TAREAS POR REALIZAR:
1. Enumera las personas que, según la abuela citada en el texto sobre Giuseppe Caputo, se ríen como los que tienen ángel.
2. Prolonga el texto sobre Giuseppe Caputo a partir de su última oración.

TEXTO DADO:
========================================================================

POR NATALIA GARCÍA-FREIRE

Fotografía de María Rodenas Sainz

La primera vez que vi a Giuseppe Caputo fue en un restaurante en Bogotá. Habíamos quedado para cenar con Fernanda Trías e Ivonne Alonso Mondragón. Yo me sentía como la niña que tiene permiso para sentarse en la mesa de los mayores. Y escuchaba, sobre todo, a Giuseppe que no paraba de contar historias. Comimos lentísimo porque él no paraba de hablar y nosotros estábamos como hechizados. Una de las historias era trágica, había sucedido en el edificio donde él vive, e iba sobre una mujer y su hija que había muerto justo después de una pelea terrible entre las dos. Si intento contar ahora la historia no lo voy a conseguir, la voz de Giuseppe tiene algo de abracadabrismo, como el chiste: un pequeño desliz, como explica Andrés Barba en su Risa caníbal, un pequeño cambio y la magia no se produce. Pero a veces cierro los ojos y es como si viera el edificio, un edificio antiguo, señorial en el que viven personajes inverosímiles, y más que verlos los escucho naciendo de la voz de Giuseppe porque él los crea mientras los cuenta; Giuseppe abre la boca y todo aparece: se hace la luz, y las flores, la noche y la risa.

Giuseppe cuenta historias y ríe, ríe con los ojos, como me decía mi abuela que se ríen solo los que tienen ángel, «no lo sé, hijita, Celia Cruz, Buster Keaton, Angélica María», pero abuela, Buster Keaton casi ni se reía, «se reía para adentro, como los que tienen ángel y no andan preguntando todo».

Volví a ver a Giuseppe Caputo en Barcelona. Nos reímos mucho otra vez, nos reímos a carcajadas. Había una fiesta. Adentro, la gente bailaba salsa, fuera, estaban Giuseppe Caputo y Claudia Ulloa Donoso y miraban una caracola diminuta y yo los veía reír y pensaba: van a estallar. Y no pude escapar, reí también hasta que me dolieron los cachetes.  Pensé que en cualquier momento nos íbamos a romper, bum. Como una tacita de porcelana china pasando de la estufa al refrigerador. No de la risa, sino de lo que estaba detrás, algo como la melancolía o el dolor de panza. Esa noche no nos contamos nada íntimo. No nos revelamos secretos. El secreto era ese: reír y llorar, llorar y reír, bailar, hablar de todo, de cualquier cosa y dejar que la noche nos tragara enteros.

========================================================================

Un bloque de datos:
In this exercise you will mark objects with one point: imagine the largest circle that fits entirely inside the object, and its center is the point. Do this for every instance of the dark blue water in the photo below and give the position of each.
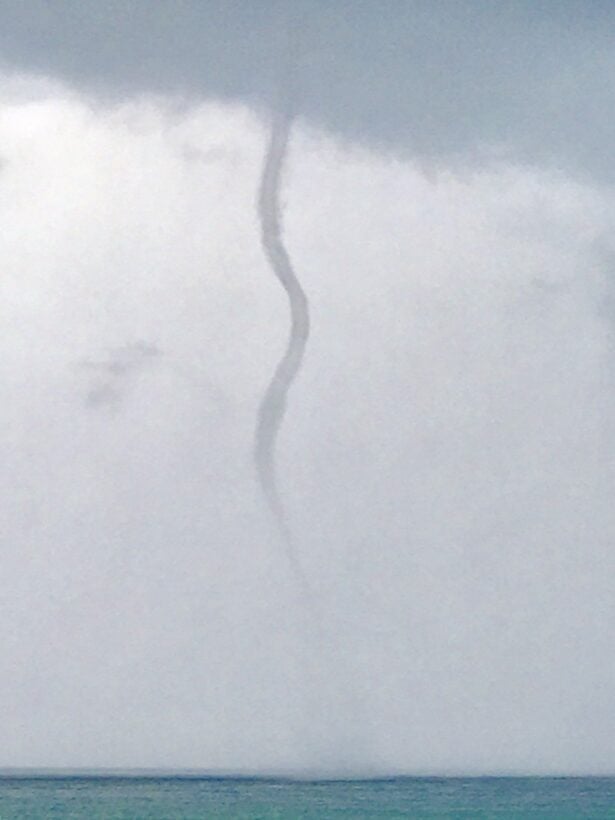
(180, 798)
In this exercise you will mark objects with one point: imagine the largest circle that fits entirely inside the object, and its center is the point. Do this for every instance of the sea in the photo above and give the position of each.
(188, 797)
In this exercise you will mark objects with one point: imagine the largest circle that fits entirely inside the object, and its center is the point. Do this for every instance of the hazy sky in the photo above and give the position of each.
(446, 458)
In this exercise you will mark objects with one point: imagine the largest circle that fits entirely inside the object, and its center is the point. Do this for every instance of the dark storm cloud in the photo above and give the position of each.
(440, 79)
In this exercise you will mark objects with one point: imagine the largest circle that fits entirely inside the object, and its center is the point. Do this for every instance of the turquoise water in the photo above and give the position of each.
(181, 798)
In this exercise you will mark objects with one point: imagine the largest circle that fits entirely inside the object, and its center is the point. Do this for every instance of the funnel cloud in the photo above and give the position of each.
(273, 405)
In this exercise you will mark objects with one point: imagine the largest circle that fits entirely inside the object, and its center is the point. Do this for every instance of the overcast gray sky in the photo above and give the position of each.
(446, 458)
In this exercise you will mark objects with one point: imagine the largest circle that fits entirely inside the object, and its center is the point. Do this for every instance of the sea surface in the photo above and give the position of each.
(184, 797)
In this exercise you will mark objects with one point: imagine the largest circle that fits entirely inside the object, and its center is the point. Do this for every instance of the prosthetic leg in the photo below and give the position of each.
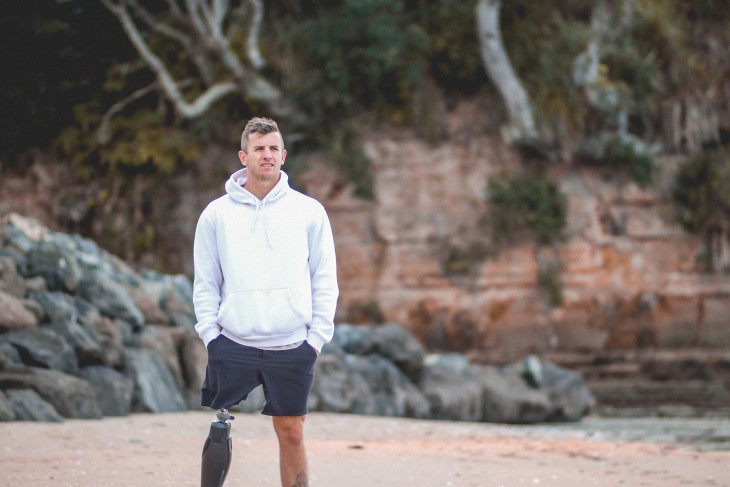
(217, 451)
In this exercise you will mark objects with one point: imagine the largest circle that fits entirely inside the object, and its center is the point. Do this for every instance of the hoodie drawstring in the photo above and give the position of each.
(262, 205)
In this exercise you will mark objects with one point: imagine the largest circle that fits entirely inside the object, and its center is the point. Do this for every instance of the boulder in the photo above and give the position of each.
(6, 408)
(112, 389)
(61, 315)
(10, 281)
(15, 313)
(110, 297)
(508, 398)
(337, 389)
(56, 263)
(166, 342)
(155, 390)
(391, 391)
(44, 348)
(396, 344)
(70, 396)
(451, 394)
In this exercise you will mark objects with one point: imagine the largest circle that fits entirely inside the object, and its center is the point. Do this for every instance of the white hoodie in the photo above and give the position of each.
(265, 270)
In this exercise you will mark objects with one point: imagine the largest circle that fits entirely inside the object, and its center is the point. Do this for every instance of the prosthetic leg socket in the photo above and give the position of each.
(216, 454)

========================================================================

RESPUESTAS POR TAREA:
1. Celia Cruz, Buster Keaton, Angélica María

2.
No le deseo a nadie que conozca a los autores que ama. Yo siempre he sido mucho más fan enamorada (como en la canción de Salserín) que cualquier otra cosa en mi vida. Y cuando conozco a un autor o autora soy la peor versión de fan enamorada que hay. No consigo ver a la persona detrás del autor y soy la niña en la mesa de los mayores que quiere demostrar que merece estar ahí. No le deseo a nadie que conozca a los autores que ama, excepto si ese es autor es Giuseppe, porque no hay un autor y una persona, es una sola cosa y la misma. Y es tan real que uno tampoco puede esconderse. Y no hay mesa de mayores. Somos todos niños, como los niños del autobús en el cuento de J.D. Salinger (a quien no habría querido conocer jamás), escuchando un nuevo episodio de El hombre que ríe, una historia portátil que uno puede llevarse a casa, como dice el narrador del cuento, y meditar en la bañera mientras el agua se riega, se pone fría, el alma y el cuerpo.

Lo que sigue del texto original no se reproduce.